Reproduce all records exactly.
#### Records provided
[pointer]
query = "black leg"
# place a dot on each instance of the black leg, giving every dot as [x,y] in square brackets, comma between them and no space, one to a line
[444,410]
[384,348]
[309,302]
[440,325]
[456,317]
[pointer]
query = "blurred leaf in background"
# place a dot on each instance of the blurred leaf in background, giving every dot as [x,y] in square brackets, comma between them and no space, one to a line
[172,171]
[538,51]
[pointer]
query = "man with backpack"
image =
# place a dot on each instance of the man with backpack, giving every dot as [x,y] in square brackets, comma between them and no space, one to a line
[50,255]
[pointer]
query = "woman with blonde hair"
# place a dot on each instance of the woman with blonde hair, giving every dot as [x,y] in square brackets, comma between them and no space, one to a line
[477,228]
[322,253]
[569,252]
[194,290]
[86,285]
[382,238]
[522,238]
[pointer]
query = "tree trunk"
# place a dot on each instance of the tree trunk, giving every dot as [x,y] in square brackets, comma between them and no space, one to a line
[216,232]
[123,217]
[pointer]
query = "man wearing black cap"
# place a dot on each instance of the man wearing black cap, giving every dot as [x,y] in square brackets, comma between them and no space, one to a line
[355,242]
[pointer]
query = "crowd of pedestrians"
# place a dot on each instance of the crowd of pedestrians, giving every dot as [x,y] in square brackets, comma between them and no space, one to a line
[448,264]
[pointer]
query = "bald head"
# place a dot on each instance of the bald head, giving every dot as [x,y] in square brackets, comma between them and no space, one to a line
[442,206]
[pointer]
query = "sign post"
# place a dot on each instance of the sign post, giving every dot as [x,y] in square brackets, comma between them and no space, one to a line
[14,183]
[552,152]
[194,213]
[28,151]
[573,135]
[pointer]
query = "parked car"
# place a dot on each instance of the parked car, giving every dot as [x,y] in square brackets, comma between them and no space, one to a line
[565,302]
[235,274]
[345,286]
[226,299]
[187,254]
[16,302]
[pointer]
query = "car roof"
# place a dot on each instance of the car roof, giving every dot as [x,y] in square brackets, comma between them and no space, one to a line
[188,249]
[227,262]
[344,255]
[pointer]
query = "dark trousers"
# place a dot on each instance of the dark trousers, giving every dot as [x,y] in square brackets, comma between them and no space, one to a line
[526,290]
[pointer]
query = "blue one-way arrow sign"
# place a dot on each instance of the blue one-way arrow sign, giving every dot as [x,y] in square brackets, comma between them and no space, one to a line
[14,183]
########
§ **Answer for this exercise**:
[pointer]
query = "black leg"
# place a dot on each instance of the black leg, giving every dot as [x,y] in square brackets, comma between them and no space, one to a line
[444,410]
[384,348]
[309,302]
[440,325]
[456,317]
[pointer]
query = "blurred leaf in background"
# place a dot on each instance of the blurred leaf in background, giving every dot as [x,y] in square brackets, comma between them and no space, one to a line
[172,171]
[538,51]
[pointer]
query = "man with backpack"
image =
# place a dot on each instance of the man with backpack, giving every dot as [x,y] in square brackets, comma between them and no space, one to a line
[50,255]
[pointer]
query = "woman with blonde hair"
# place a dot on each instance of the woman with blonde hair, giving every dot as [x,y] in square brackets, comma between them and no space, one to a line
[477,228]
[322,253]
[569,252]
[194,290]
[86,285]
[382,238]
[522,238]
[pointer]
query = "tree trunk"
# place a dot on each instance of the tree trunk, giving every dot as [x,y] in square brackets, comma between them and no space, one to a line
[216,232]
[123,217]
[pointer]
query = "man wearing black cap"
# place a dot on each instance of the man wearing black cap, giving every dot as [x,y] in square brackets, comma between them and no space, one to a line
[355,242]
[pointer]
query = "crowd of pedestrians"
# place a dot on each instance of the crowd of pedestrians, giving every dot as [x,y] in square brackets, comma between them and no space, one to a line
[448,264]
[pointer]
query = "bald head"
# place a dot on each instance of the bald head, giving every dot as [x,y] in square brackets, comma between them and no space, one to a line
[442,206]
[pointer]
query = "sign post"
# place a dot on each instance of the sign post, giving every dot as [x,y] in square brackets, comma between them and no space, one to a line
[14,183]
[552,152]
[194,213]
[28,151]
[573,135]
[pointer]
query = "parked car"
# place a dot on each instance of the parked car, giving every dot as [x,y] in square brackets, comma between them and no space, one to a line
[565,302]
[235,274]
[345,286]
[226,299]
[187,254]
[16,302]
[pointer]
query = "car roof"
# place a dot on each instance of the car roof, giving every dot as [x,y] in square brackets, comma between them and no space, one to a line
[188,249]
[227,262]
[344,255]
[pointer]
query = "dark trousers"
# place a dot on each instance of the dark trousers, giving every dot as [x,y] in square brackets, comma between them and no space, one to a line
[526,290]
[pointer]
query = "blue one-way arrow sign"
# place a dot on each instance of the blue one-way arrow sign, giving every dot as [x,y] in square brackets, comma between them and no space, one to a line
[14,183]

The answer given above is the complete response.